* [What is required]
Tally the lines below that contain the string "white", matching uppercase and lowercase exactly, and reply with the number alone.

* [Given records]
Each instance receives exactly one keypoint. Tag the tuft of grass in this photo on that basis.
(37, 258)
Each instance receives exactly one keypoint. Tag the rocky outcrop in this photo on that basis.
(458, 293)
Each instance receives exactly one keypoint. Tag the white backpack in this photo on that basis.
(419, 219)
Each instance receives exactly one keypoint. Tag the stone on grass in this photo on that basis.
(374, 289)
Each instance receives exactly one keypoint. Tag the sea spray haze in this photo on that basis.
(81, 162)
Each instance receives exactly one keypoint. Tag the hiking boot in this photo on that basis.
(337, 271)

...

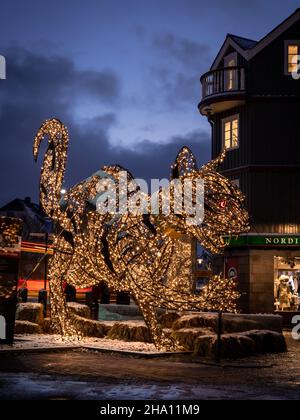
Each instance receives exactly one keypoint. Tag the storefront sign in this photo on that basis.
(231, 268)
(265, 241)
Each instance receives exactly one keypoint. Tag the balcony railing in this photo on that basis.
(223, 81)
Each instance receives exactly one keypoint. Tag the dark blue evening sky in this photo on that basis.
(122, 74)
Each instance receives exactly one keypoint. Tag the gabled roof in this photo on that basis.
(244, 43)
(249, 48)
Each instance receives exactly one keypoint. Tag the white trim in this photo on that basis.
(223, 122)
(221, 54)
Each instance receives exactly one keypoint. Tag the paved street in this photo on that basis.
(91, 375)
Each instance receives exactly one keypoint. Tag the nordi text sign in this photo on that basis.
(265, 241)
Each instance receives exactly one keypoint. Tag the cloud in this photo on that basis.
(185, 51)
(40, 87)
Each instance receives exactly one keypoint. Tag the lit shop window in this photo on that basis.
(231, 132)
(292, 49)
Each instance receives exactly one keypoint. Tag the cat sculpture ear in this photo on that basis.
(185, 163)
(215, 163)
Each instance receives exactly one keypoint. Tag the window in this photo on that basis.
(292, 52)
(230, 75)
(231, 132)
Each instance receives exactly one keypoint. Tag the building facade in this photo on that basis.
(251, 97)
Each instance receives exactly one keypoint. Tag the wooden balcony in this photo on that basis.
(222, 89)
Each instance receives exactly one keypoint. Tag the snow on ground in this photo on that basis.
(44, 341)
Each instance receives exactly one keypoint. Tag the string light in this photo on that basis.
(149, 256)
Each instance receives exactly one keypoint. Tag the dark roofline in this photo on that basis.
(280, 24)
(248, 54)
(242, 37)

* [Right answer]
2